# EXTRACTED DATA
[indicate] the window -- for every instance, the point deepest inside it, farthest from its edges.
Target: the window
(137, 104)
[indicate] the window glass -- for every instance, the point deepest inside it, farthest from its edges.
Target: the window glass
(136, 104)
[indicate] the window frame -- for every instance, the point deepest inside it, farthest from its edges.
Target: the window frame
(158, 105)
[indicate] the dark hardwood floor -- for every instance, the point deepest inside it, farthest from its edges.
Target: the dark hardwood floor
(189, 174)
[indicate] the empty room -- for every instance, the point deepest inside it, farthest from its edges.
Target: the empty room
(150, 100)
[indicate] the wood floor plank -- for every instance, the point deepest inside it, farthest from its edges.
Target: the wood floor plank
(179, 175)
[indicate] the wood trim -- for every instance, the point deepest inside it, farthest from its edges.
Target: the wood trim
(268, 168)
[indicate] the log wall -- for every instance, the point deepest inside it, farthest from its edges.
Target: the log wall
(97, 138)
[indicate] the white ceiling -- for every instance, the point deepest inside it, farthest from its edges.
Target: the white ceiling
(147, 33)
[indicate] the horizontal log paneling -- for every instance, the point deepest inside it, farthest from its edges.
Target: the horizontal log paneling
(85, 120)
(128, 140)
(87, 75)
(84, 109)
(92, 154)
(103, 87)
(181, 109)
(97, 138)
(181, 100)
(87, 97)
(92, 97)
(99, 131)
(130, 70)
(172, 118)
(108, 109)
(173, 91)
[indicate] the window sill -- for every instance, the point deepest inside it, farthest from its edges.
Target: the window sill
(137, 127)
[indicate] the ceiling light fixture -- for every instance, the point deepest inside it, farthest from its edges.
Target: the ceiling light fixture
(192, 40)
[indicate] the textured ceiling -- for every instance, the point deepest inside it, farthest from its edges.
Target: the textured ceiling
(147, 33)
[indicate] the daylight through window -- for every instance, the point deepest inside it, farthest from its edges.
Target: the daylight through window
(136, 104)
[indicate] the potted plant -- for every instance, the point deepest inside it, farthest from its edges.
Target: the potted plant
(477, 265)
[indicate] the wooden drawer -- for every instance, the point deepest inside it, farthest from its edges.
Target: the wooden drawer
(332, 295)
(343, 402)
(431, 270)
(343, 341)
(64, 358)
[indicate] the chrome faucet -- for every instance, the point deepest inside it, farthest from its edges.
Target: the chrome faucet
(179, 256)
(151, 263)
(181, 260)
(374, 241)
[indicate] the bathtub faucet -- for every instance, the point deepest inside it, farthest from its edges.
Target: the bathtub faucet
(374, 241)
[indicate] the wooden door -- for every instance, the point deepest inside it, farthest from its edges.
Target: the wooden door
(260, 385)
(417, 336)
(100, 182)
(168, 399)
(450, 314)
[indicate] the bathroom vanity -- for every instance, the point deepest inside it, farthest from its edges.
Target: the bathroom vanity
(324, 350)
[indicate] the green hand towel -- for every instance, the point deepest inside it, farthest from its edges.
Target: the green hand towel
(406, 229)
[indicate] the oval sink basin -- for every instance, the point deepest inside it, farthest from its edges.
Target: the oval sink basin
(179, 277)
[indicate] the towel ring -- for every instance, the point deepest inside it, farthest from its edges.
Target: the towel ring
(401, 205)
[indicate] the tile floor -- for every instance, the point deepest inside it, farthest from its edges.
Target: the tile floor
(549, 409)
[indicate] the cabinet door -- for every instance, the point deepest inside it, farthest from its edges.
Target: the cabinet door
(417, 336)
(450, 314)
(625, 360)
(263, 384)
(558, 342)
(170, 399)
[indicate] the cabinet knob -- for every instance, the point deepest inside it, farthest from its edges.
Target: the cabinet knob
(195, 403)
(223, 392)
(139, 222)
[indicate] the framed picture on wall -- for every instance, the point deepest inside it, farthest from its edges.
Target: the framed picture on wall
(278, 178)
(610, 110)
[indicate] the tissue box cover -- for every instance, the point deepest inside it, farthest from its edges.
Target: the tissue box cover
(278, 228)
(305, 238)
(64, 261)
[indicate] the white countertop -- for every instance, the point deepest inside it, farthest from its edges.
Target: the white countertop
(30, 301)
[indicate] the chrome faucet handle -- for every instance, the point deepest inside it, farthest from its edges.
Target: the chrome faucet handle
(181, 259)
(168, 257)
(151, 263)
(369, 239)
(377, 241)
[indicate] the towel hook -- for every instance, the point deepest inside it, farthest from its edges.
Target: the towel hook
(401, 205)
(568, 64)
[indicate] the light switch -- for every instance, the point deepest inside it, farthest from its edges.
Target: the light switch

# INSTRUCTION
Copy out every item above, word for word.

# PROBLEM SOLUTION
[indicate] the window -- for every instance, the point deepest inside it, farthest from its edges.
Target: the window
(137, 104)
[indicate] the window glass -- for every instance, the point deepest inside it, farthest from its edges.
Target: the window glass
(136, 104)
[indicate] the window frame -- for every instance, the point deepest inside it, farthest from its edges.
Target: the window frame
(158, 105)
[indicate] the dark hardwood floor -- for every instance, the point deepest inside it, farthest from its edges.
Target: the dark hardwood floor
(189, 174)
[indicate] the empty room -- for every instance, the point deepest inside it, farthest from its edges.
Target: the empty room
(150, 100)
[indicate] the wood floor plank -- for every instance, the point deepest inside it, farthest from its edges.
Target: the wood floor plank
(179, 175)
[indicate] the wood trim -- for every instance, the point deepest inside it, farthest from its edges.
Target: the wood trim
(268, 168)
[indicate] the log wall -- for every instance, the point deepest inside it, farthest from its edges.
Target: the log wall
(97, 138)
[indicate] the white ceiling -- for every instance, the point deepest inside it, farthest from its edges.
Target: the white ceiling
(147, 33)
[indicate] the horizontal log paneling -- for every instance, the point deepest inside it, farthest from its edges.
Target: the horizontal log paneling
(85, 120)
(128, 140)
(87, 75)
(84, 109)
(92, 154)
(103, 87)
(181, 109)
(97, 138)
(181, 100)
(87, 97)
(92, 97)
(99, 131)
(130, 70)
(172, 118)
(108, 109)
(173, 91)
[indicate] the window sill -- for every instance, the point deepest inside it, farthest from its edges.
Target: the window sill
(137, 127)
[indicate] the ceiling light fixture -- for every instance, the point deepest inside it, farthest from its edges.
Target: the ceiling light fixture
(192, 40)
[indicate] the textured ceiling -- for every instance, the point deepest inside it, farthest from its edges.
Target: the textured ceiling
(147, 33)
[indicate] the daylight through window -- for every instance, the point deepest inside it, farthest from its edges.
Target: the daylight through window
(136, 104)
[indicate] the potted plant -- for every instance, the point deepest inside it, farthest from its edges.
Target: the potted plant
(477, 265)
[indicate] the wooden drawer -- for every instance, the point deepest inside it, farthest from its edges.
Target: the wooden drawer
(332, 295)
(343, 402)
(431, 270)
(343, 341)
(64, 358)
[indicate] the chrome faucet -- for every instance, the point deepest inside it, farthest from its edges.
Target: the chrome faucet
(179, 256)
(151, 263)
(181, 260)
(374, 241)
[indicate] the bathtub faucet -- for every instance, the point deepest inside it, farthest from its edges.
Target: the bathtub faucet
(374, 241)
[indicate] the wooden door -- for every instance, the point deepest inside it, farthest from its edges.
Target: the wooden door
(260, 385)
(417, 336)
(100, 182)
(168, 399)
(450, 314)
[indicate] the bathroom vanity -- for every instance, the point deepest inside it, farthest from its edges.
Target: the bathroom vanity
(324, 350)
[indicate] the green hand towel -- for every instance, the point deepest inside it, farthest from its edges.
Target: the green hand towel
(406, 229)
[indicate] the oval sink basin -- for every instance, the point deepest inside it, farthest from its edges.
Target: the oval sink basin
(179, 277)
[indicate] the towel ring -- for every instance, the point deepest inside it, farthest from its edges.
Target: the towel ring
(401, 205)
[indicate] the tile floor -- for every instance, the point deepest inside it, farthest from its edges.
Target: the tile floor
(549, 409)
[indicate] the cabinet door -- for every instance, the point deepest inside it, farthest from its edges.
Target: the cabinet door
(417, 336)
(450, 314)
(625, 360)
(263, 384)
(558, 342)
(170, 399)
[indicate] the cabinet knob -- for every instance, the point deepest inside it, farthest from its edges.
Target: the cabinet knob
(195, 403)
(223, 392)
(139, 222)
[indicate] the framed picture on wall -- for every instance, the point deepest inside it, farthest from its edges.
Target: the framed picture on wall
(278, 178)
(610, 110)
[indicate] the tissue box cover -- for every instance, the point deepest inside it, farthest from its edges.
Target: the tissue box cover
(278, 228)
(305, 238)
(64, 261)
[indicate] the white countertop -- for every instance, the point deepest inside it, farthest from its edges.
Target: the white countertop
(30, 301)
[indicate] the chrome faucet handle -- for every instance, the point deepest inside it, farthest from its edges.
Target: the chrome faucet handle
(181, 259)
(168, 257)
(151, 263)
(369, 239)
(377, 241)
[indicate] the towel hook -- for every instance, the point deepest inside it, farthest from its edges.
Target: the towel hook
(401, 205)
(568, 64)
[indicate] the light switch -- for every instance, the point deepest inside it, farthest from its edges.
Target: the light switch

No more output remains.